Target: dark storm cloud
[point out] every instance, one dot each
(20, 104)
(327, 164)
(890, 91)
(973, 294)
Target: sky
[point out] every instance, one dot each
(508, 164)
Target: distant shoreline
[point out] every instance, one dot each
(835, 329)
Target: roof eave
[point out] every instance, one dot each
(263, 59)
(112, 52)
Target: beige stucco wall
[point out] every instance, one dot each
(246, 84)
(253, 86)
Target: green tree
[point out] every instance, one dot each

_ _ _

### EXERCISE DETAILS
Set out the full listing above as a Markdown table with the columns Row and Listing line, numbering each nonblank line in order and leaving out blank lines.

### EXPECTED ANSWER
| Row | Listing line |
|---|---|
| 1 | Target: dark storm cloud |
| 2 | [point out] every instance, one dot each |
| 3 | (20, 104) |
| 4 | (327, 164) |
| 5 | (890, 91) |
| 6 | (973, 294) |
| 7 | Target: sky |
| 8 | [point out] every instance, one dot each |
| 9 | (508, 164) |
| 10 | Target: distant shoreline |
| 11 | [point out] every instance, one dot each |
| 12 | (835, 329) |
| 13 | Target: roof eave |
| 14 | [point out] every instance, one dot each |
| 15 | (263, 59) |
| 16 | (112, 52) |
| 17 | Target: beige stucco wall |
| 18 | [point out] every instance, one dot each |
| 19 | (246, 84) |
| 20 | (253, 86) |
| 21 | Target: green tree |
| 22 | [point out] every instance, one dot each |